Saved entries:
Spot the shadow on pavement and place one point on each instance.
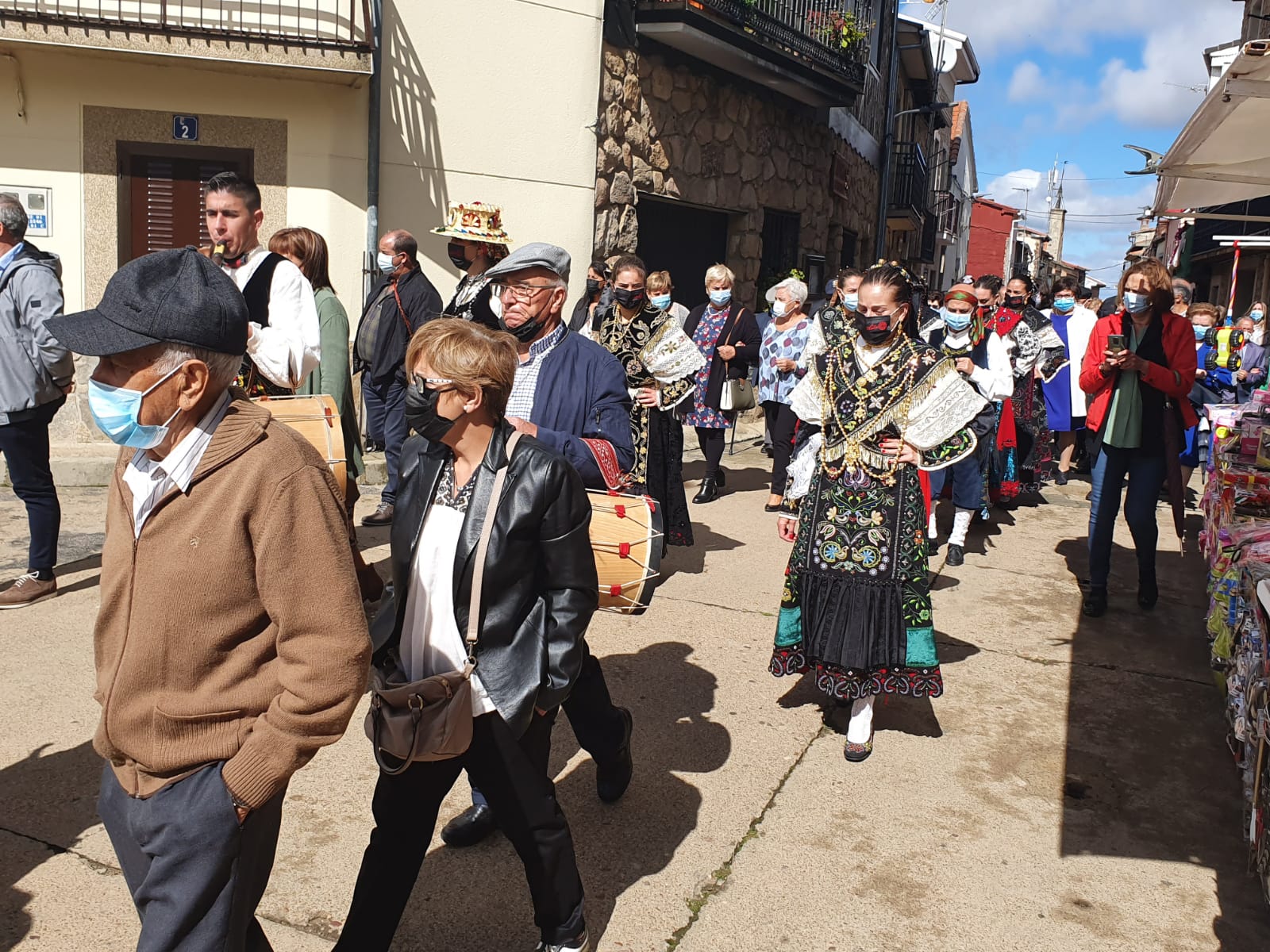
(478, 898)
(1147, 774)
(63, 786)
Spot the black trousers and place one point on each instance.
(25, 451)
(780, 424)
(711, 442)
(196, 875)
(522, 795)
(595, 720)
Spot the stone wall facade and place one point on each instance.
(675, 127)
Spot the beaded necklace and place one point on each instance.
(892, 395)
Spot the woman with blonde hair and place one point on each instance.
(529, 647)
(1138, 370)
(727, 336)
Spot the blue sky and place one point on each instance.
(1076, 79)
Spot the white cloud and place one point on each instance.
(1146, 88)
(1026, 83)
(1100, 213)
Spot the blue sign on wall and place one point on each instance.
(184, 127)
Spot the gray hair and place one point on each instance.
(222, 368)
(797, 289)
(13, 216)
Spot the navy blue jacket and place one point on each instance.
(582, 393)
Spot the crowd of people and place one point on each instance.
(498, 414)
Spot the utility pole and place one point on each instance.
(888, 143)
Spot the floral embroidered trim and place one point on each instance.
(852, 685)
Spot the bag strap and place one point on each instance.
(482, 547)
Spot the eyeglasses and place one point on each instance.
(521, 292)
(421, 381)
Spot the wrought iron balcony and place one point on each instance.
(810, 50)
(317, 25)
(910, 187)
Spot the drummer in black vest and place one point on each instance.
(476, 244)
(283, 340)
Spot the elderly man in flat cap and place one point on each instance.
(230, 644)
(571, 393)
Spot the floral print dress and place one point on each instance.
(706, 336)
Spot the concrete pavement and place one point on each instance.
(1071, 791)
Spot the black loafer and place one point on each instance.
(470, 827)
(1095, 602)
(614, 777)
(1149, 592)
(708, 493)
(380, 517)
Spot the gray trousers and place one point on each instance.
(194, 873)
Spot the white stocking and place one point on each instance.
(861, 720)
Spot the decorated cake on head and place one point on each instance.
(476, 243)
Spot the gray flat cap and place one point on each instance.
(537, 254)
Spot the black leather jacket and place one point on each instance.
(540, 587)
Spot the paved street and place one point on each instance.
(1071, 791)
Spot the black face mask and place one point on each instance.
(422, 416)
(874, 329)
(525, 333)
(630, 298)
(457, 255)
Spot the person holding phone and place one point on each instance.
(1138, 370)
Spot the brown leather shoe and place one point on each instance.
(25, 590)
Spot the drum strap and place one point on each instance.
(606, 459)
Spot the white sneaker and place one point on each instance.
(579, 945)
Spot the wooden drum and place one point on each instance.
(626, 539)
(317, 419)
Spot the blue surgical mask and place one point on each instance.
(1136, 302)
(117, 413)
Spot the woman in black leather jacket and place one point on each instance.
(537, 596)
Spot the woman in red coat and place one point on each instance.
(1132, 386)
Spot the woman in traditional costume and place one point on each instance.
(660, 362)
(876, 408)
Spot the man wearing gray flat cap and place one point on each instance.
(571, 393)
(219, 670)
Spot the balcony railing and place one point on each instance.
(806, 29)
(910, 179)
(330, 25)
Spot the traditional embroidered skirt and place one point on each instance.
(856, 607)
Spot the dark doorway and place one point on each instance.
(683, 240)
(162, 190)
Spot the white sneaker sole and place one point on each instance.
(29, 605)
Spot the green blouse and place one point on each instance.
(1124, 416)
(333, 374)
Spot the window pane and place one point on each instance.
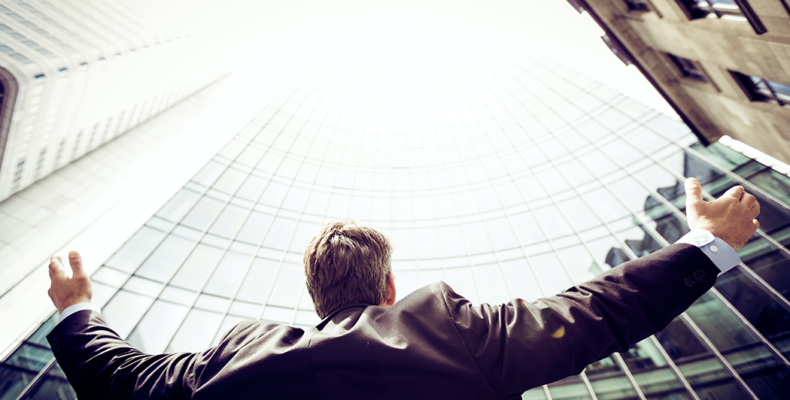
(165, 259)
(203, 213)
(124, 310)
(228, 275)
(157, 327)
(137, 249)
(196, 332)
(197, 267)
(178, 205)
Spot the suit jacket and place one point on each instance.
(431, 344)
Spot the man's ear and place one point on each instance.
(391, 292)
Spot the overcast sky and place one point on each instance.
(427, 35)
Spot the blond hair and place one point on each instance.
(347, 263)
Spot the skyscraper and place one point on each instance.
(518, 179)
(722, 64)
(61, 99)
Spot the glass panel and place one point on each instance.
(492, 287)
(167, 257)
(137, 249)
(178, 205)
(289, 281)
(197, 267)
(740, 347)
(203, 213)
(652, 373)
(552, 222)
(705, 374)
(124, 310)
(53, 385)
(13, 381)
(534, 394)
(197, 331)
(280, 234)
(228, 275)
(550, 273)
(255, 287)
(521, 280)
(229, 221)
(157, 327)
(570, 388)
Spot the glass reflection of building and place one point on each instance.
(526, 179)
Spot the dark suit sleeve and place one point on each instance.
(101, 365)
(520, 345)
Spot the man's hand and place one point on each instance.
(68, 290)
(730, 218)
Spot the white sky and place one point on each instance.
(408, 40)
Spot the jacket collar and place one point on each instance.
(337, 311)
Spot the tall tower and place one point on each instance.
(519, 179)
(722, 64)
(75, 75)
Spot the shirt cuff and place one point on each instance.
(78, 307)
(721, 253)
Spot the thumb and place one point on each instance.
(76, 263)
(693, 198)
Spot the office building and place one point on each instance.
(519, 179)
(724, 65)
(75, 75)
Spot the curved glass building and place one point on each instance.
(520, 179)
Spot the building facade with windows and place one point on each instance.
(724, 65)
(79, 75)
(518, 180)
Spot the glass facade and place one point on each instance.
(517, 181)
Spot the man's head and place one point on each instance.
(348, 263)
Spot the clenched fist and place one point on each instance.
(68, 290)
(730, 218)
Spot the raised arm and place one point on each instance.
(101, 365)
(521, 345)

Exercise description -
Each record above is to be copied exactly. Drop the pictures.

Exercise solution -
Spot the shadow on pavement and place one point on each instance.
(478, 898)
(1147, 774)
(63, 786)
Spot the black trousers and place one point on each instance.
(25, 451)
(780, 424)
(711, 442)
(196, 875)
(522, 795)
(595, 720)
Spot the stone wall facade and place one point on each instance.
(675, 127)
Spot the beaded necklace and place one point on each instance.
(892, 395)
Spot the woman with blonde hair and place one point on each instance.
(529, 647)
(1138, 370)
(727, 336)
Spot the blue sky and place one point on each instance.
(1076, 79)
Spot the white cloud and place one point on each instance.
(1146, 88)
(1026, 83)
(1100, 213)
Spot the blue sign on wall and place one point on each instance.
(184, 127)
Spot the gray hair and place one point on each instance.
(222, 368)
(797, 289)
(13, 216)
Spot the navy blue jacket and place one point on each instance.
(582, 393)
Spot the crowd of people and place one point on each instance.
(498, 414)
Spot the utility pole and place one point on each instance.
(888, 143)
Spot the floral embroidered trim and place one point on each instance.
(852, 685)
Spot the bag strap and place one point on each instance.
(482, 547)
Spot the eyeglasses and place one point on each instance.
(521, 292)
(421, 381)
Spot the wrought iron balcony and place one point on each instance.
(810, 50)
(317, 25)
(910, 187)
Spot the drummer in black vest and place one point on each instance.
(476, 244)
(283, 340)
Spot the elderly man in flat cap and place one point on each instance.
(230, 644)
(571, 393)
Spot the floral print dress and place one point on each instance.
(706, 336)
Spot the concrete pavement and place one point on each instance.
(1071, 791)
Spot the black loafer and place one point on each instance.
(470, 827)
(1095, 602)
(614, 777)
(1149, 592)
(708, 493)
(380, 517)
Spot the gray trousers and place one point on each instance.
(194, 873)
Spot the white stocking and place one point on each instance.
(861, 720)
Spot the decorated cake on head and place one point on each instance.
(476, 243)
Spot the gray flat cap and place one point on each instance.
(537, 254)
Spot the black leather jacket and place one point on each instance.
(540, 587)
Spot the paved street and place one point on each instance.
(1071, 791)
Spot the black face mask and place one point on each instance.
(422, 416)
(874, 329)
(525, 333)
(630, 298)
(457, 255)
Spot the person holding phone and place one point on each instance.
(1138, 370)
Spot the brown leather shoe and place one point on each instance.
(25, 590)
Spot the drum strap and place one point on each instance.
(606, 459)
Spot the white sneaker and place one point on each instance.
(579, 945)
Spot the wooden drum and place one point on each instance.
(626, 539)
(317, 419)
Spot the blue surgical mask and place one point on each instance.
(1136, 302)
(117, 413)
Spot the woman in black leather jacket and place one point on each instance.
(537, 596)
Spot the woman in red coat and place one point on each instance.
(1132, 386)
Spot the woman in traditional costume and place one point on each instance.
(660, 362)
(876, 408)
Spot the man wearing gray flat cap and place one point on each instance.
(571, 393)
(219, 670)
Spot the balcony railing and place one point on each instance.
(806, 29)
(910, 179)
(330, 25)
Spot the traditional embroidered skirt and place one point on each instance.
(856, 607)
Spot the dark doorway and place one point on each instance.
(683, 240)
(162, 190)
Spot the white sneaker sole and place one point on each instance.
(29, 605)
Spot the green blouse and place one point on each instance.
(1124, 416)
(333, 374)
Spot the window pane and place one point on each instance.
(165, 259)
(203, 213)
(124, 310)
(228, 275)
(157, 327)
(137, 249)
(196, 332)
(197, 267)
(178, 205)
Spot the suit jacket and place one point on each instance.
(431, 344)
Spot the man's ear and place one point on each instance.
(391, 292)
Spot the overcast sky and place one point on each instance.
(427, 35)
Spot the blond hair and place one point on each instance.
(347, 263)
Spot the skyscraper and place one point on each instance.
(518, 179)
(722, 64)
(61, 99)
Spot the glass panel and place one point on each instance.
(492, 287)
(167, 257)
(137, 249)
(178, 205)
(289, 281)
(197, 267)
(740, 347)
(203, 213)
(652, 373)
(552, 222)
(705, 374)
(124, 310)
(53, 385)
(13, 381)
(534, 394)
(197, 331)
(280, 234)
(228, 275)
(550, 273)
(255, 287)
(521, 280)
(229, 221)
(157, 327)
(570, 388)
Spot the glass reflection of building and place one point on each instance.
(526, 179)
Spot the dark suit sleeve and place one point on each instance.
(101, 365)
(520, 345)
Spot the man's hand and place one point on each instance.
(68, 290)
(730, 218)
Spot the white sky and place one point on each instance.
(408, 40)
Spot the jacket collar and place one point on each instance.
(337, 311)
Spot the tall tower and place one point on each instance.
(519, 179)
(722, 64)
(75, 75)
Spot the shirt cuff and place one point on each instance.
(78, 307)
(721, 253)
Spot the thumb and place one point on each instance.
(76, 263)
(693, 198)
Spot the office building and place one point on each instance.
(519, 179)
(724, 65)
(75, 75)
Spot the curved glass building and place one point on each instance.
(520, 179)
Spot the building facade with windows and place one point on each instance.
(724, 65)
(79, 75)
(518, 180)
Spot the glass facade and place one point on each instance.
(517, 181)
Spot the man's head and place one point on each instance.
(348, 263)
Spot the clenched fist and place one point on each instance.
(68, 290)
(730, 218)
Spot the raised arm and place one point on each instance.
(101, 365)
(521, 345)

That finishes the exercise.